### DATASET CONTENT

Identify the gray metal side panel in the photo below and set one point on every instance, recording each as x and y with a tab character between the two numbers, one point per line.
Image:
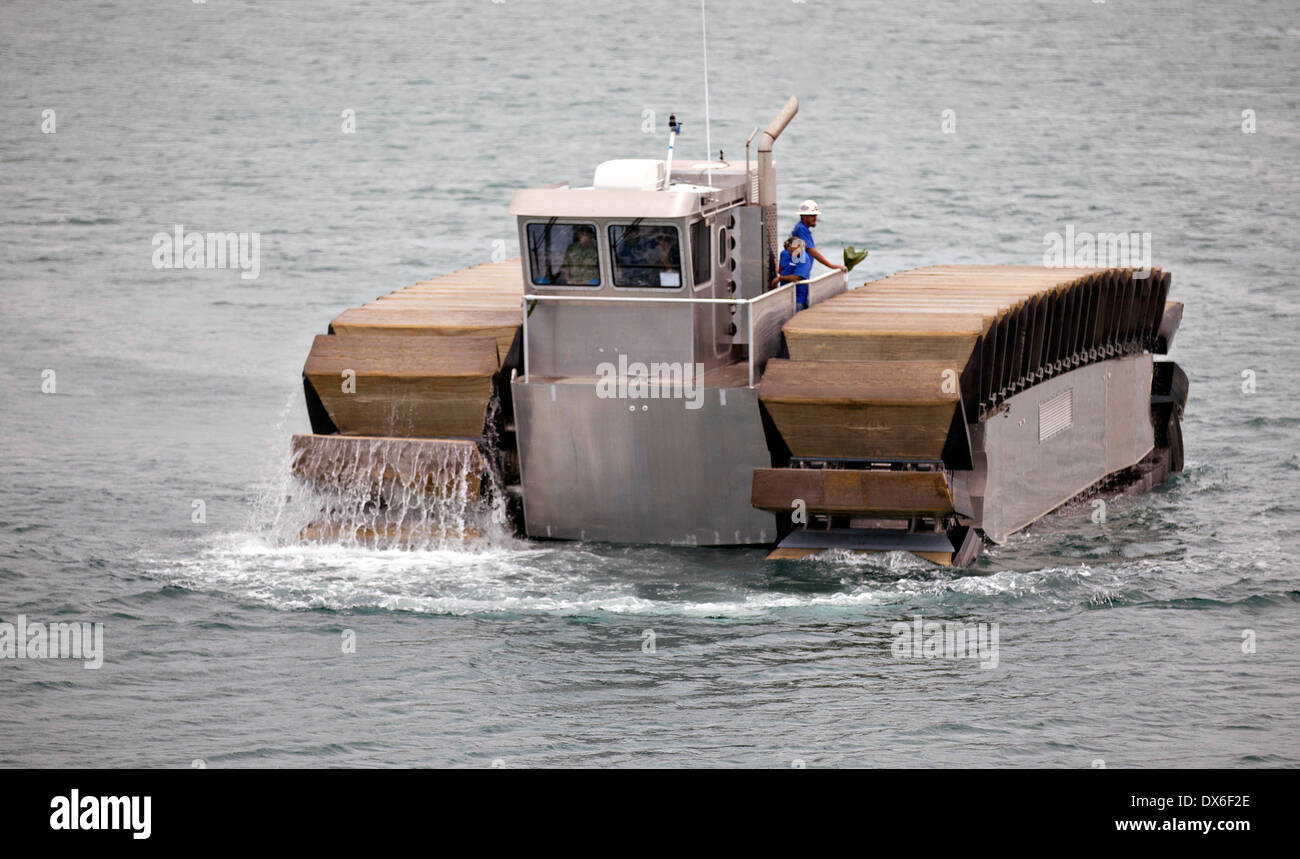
641	471
573	338
1025	478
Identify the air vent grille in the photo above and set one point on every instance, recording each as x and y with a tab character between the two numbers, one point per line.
1056	415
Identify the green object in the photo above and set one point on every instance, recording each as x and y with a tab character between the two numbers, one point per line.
852	256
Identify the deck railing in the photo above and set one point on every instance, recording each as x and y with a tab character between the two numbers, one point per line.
765	315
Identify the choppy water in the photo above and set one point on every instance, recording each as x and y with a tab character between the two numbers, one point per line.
1118	641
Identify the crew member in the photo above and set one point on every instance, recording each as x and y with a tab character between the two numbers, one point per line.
794	265
804	230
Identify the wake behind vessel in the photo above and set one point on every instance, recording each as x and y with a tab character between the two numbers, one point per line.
635	376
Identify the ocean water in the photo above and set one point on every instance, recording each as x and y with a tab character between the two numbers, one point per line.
1119	641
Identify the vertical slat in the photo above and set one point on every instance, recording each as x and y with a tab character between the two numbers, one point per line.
1034	369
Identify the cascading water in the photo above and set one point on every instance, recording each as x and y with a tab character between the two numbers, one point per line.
385	493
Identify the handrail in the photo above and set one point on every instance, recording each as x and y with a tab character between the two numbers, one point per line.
785	290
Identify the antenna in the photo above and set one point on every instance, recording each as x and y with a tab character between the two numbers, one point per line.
703	31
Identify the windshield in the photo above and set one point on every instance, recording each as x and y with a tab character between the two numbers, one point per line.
563	254
645	255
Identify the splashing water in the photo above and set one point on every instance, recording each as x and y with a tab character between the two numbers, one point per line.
382	493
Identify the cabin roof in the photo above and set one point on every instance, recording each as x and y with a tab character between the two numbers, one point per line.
606	203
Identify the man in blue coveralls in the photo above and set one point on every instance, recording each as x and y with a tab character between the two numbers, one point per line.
804	230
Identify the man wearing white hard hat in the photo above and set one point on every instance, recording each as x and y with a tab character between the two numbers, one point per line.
804	230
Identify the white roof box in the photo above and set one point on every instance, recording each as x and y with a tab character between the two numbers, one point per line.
631	174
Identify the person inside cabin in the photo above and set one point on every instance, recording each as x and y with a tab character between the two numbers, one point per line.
809	212
667	263
581	259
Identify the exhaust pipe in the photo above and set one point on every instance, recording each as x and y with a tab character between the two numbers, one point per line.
767	185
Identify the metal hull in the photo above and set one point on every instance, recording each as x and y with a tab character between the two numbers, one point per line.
640	471
650	471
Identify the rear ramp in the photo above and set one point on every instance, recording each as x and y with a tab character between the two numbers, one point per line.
885	402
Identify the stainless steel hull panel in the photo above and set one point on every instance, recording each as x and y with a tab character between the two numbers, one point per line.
1031	456
640	471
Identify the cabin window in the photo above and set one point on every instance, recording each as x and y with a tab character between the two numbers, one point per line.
564	254
701	255
645	256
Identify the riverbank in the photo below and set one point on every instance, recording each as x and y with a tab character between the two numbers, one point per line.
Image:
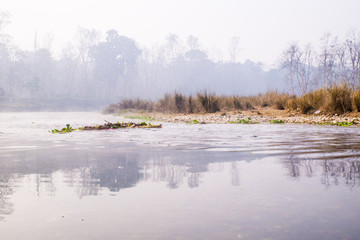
260	115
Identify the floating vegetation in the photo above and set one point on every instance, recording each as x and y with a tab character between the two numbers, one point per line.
243	121
146	118
345	124
108	125
66	129
277	121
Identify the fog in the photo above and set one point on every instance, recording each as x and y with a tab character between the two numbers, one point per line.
100	68
117	60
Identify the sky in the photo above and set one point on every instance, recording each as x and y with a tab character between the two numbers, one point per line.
264	27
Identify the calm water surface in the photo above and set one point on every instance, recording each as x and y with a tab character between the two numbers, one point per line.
179	182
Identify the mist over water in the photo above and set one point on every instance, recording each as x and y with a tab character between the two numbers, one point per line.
181	181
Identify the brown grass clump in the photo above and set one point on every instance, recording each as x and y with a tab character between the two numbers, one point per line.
334	100
128	104
356	100
338	100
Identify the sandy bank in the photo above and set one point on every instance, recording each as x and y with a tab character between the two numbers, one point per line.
264	115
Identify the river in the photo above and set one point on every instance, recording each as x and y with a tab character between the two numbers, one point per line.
183	181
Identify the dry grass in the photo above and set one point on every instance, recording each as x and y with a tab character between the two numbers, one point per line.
335	100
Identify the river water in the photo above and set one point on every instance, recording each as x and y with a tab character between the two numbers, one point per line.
182	181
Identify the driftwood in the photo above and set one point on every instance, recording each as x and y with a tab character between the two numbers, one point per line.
110	125
107	125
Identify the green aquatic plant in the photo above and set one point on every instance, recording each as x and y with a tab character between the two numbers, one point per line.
277	121
340	124
108	125
345	124
194	122
66	129
243	121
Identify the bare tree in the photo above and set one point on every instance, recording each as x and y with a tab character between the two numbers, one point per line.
289	63
304	65
353	49
234	49
327	61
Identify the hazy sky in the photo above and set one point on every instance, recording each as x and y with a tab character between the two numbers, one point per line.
264	27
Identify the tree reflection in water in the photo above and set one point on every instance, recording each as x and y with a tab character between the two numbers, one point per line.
333	171
6	189
90	172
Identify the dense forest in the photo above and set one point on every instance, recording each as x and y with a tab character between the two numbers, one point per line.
110	67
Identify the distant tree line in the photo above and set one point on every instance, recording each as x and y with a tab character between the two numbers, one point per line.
336	63
115	67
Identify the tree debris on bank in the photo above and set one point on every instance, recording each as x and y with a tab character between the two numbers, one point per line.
108	125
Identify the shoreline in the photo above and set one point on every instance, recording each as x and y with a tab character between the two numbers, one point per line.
261	115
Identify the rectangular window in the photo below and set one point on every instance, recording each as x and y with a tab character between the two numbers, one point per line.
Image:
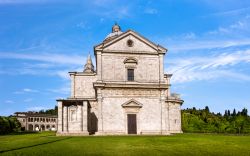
130	74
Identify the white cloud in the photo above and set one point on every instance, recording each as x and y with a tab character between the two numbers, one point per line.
65	89
45	57
207	68
36	108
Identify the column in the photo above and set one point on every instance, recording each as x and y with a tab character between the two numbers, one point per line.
84	117
99	65
65	119
60	119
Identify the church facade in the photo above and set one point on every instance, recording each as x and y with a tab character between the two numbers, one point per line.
128	93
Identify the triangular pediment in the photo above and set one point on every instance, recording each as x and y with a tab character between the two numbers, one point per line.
132	103
122	44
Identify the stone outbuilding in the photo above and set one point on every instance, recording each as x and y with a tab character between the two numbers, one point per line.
128	93
33	121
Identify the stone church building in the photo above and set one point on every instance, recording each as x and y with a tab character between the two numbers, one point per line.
127	93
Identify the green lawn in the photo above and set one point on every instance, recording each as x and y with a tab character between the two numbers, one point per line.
47	143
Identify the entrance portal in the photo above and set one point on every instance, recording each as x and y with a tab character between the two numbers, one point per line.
132	128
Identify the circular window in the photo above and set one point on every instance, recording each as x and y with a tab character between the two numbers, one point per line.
130	43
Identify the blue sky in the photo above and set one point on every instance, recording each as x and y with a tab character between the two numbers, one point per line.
208	43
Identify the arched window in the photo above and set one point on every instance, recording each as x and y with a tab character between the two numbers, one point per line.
130	65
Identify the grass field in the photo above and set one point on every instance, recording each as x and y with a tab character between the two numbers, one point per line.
47	143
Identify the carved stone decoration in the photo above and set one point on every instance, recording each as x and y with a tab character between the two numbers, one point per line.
132	106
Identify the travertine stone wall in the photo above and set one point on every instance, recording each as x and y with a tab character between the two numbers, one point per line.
82	86
146	70
115	116
138	45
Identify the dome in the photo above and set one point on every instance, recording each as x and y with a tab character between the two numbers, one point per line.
116	31
116	28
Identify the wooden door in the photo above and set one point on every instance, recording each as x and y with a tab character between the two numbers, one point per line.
132	128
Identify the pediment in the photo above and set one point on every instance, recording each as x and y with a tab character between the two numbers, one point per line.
123	43
132	103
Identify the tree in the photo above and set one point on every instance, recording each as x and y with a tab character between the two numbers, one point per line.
225	114
207	109
234	112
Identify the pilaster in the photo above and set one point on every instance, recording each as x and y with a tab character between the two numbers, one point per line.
65	119
85	117
100	115
99	65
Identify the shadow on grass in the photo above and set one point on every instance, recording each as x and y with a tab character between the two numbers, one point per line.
19	133
14	149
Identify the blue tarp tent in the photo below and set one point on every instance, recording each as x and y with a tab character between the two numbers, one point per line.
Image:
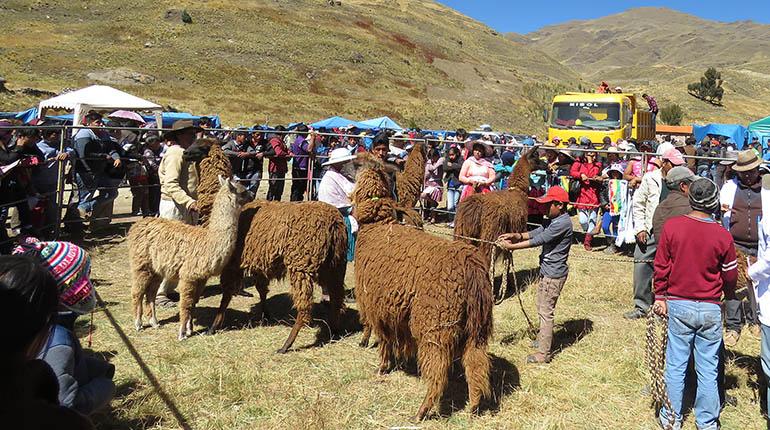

### EXERCISE OBJECTIVE
Produce an exact copy of the lines from the line containing "Identify the blue tarp" to the end of the material, both ends included, and omit every picture.

### SOLVED EXERCISE
Identify the blue tarp tent in the photo below and set one point on every instance, recording each as x and y with a tab character between the two numbers, one point per line.
Image:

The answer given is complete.